Passage given ▸
# # #

This tutorial shows how to set up a high-availability storage with two storage servers (Debian Jessie) that uses GlusterFS . Each storage server will be a mirror of the other storage server, and files will be replicated automatically across both storage nodes. The client system (Debian 8 as well) will be able to access the storage as if it was a local filesystem. GlusterFS is a clustered file-system capable of scaling to several peta-bytes. It aggregates various storage bricks over Infiniband RDMA or TCP/IP interconnect into one large parallel network file system. Storage bricks can be made of any commodity hardware such as x86_64 servers with SATA-II RAID and Infiniband HBA.

1 Preliminary Note

In this tutorial, I will use three systems, two servers and a client:

  • server1.example.com : IP address 192.168.1.100 (server)
  • server2.example.com : IP address 192.168.1.101 (server)
  • client1.example.com : IP address 192.168.1.102 (client)

All three systems should be able to resolve the other systems’ hostnames. If this cannot be done through DNS, you should edit the /etc/hosts file so that it looks as follows on all three systems:

nano /etc/hosts

127.0.0.1 localhost
192.168.1.100 server1.example.com server1
192.168.1.101 server2.example.com server2
192.168.1.102 client1.example.com client1


# The following lines are desirable for IPv6 capable hosts
::1 localhost ip6-localhost ip6-loopback
ff02::1 ip6-allnodes
ff02::2 ip6-allrouters

(It is also possible to use IP addresses instead of hostnames in the following setup. If you prefer to use IP addresses, you don’t have to care about whether the hostnames can be resolved or not.)

# # #

(Part of a data file)
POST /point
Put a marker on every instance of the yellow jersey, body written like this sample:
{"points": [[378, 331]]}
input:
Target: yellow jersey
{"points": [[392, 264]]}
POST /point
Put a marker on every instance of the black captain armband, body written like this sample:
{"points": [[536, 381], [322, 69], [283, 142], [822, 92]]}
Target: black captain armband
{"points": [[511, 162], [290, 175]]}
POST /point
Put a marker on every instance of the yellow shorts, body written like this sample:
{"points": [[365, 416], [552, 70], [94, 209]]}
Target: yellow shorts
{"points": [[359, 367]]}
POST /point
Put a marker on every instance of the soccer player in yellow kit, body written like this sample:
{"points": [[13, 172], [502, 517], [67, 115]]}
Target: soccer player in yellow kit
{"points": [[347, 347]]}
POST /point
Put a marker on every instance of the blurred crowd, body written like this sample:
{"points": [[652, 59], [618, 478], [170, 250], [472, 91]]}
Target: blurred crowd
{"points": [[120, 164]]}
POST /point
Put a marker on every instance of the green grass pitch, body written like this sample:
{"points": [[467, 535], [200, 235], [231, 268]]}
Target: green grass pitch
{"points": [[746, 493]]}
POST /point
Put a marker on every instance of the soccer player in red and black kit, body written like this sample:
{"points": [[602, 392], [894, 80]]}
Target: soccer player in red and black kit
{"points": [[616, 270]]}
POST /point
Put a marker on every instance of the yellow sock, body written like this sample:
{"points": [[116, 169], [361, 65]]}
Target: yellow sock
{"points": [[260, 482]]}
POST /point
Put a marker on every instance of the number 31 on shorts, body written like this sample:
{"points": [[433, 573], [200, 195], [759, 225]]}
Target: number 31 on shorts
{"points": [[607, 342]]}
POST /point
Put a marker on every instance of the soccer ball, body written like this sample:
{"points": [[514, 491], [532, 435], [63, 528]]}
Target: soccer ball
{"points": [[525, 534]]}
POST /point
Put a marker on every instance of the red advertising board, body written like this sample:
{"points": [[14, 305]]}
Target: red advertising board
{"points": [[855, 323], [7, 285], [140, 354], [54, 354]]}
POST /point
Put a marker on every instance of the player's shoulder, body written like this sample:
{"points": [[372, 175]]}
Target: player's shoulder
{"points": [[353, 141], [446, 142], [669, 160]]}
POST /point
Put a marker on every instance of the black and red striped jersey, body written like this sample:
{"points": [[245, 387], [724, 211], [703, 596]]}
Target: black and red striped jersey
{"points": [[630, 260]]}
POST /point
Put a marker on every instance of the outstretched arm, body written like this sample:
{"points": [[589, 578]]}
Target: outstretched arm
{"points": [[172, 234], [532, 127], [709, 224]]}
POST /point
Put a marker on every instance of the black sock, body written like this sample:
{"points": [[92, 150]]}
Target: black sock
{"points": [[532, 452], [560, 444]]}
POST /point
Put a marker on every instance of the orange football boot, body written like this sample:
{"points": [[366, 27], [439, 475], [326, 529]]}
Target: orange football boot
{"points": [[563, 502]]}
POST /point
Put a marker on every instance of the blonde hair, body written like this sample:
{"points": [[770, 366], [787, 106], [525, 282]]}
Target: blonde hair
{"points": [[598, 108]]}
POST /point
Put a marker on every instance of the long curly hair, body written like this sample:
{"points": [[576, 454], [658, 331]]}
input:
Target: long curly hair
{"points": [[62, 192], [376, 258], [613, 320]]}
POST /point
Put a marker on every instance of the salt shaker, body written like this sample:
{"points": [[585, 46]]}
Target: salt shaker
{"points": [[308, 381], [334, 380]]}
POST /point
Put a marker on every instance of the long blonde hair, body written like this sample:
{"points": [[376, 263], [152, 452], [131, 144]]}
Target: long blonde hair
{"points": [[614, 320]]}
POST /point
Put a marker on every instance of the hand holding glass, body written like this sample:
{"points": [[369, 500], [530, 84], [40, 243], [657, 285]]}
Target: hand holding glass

# # #

Work to do ▸
A) Copy the GlusterFS tutorial word for word from "127.0.0.1 localhost" to "resolved or not.)".
B) According to the GlusterFS tutorial, why would you edit the /etc/hosts file on all three systems?

Answers to the problems ▸
A)
127.0.0.1 localhost
192.168.1.100 server1.example.com server1
192.168.1.101 server2.example.com server2
192.168.1.102 client1.example.com client1


# The following lines are desirable for IPv6 capable hosts
::1 localhost ip6-localhost ip6-loopback
ff02::1 ip6-allnodes
ff02::2 ip6-allrouters

(It is also possible to use IP addresses instead of hostnames in the following setup. If you prefer to use IP addresses, you don’t have to care about whether the hostnames can be resolved or not.)

B) All three systems must be able to resolve one another's hostnames. If DNS cannot provide that, editing /etc/hosts on each system makes the names resolvable.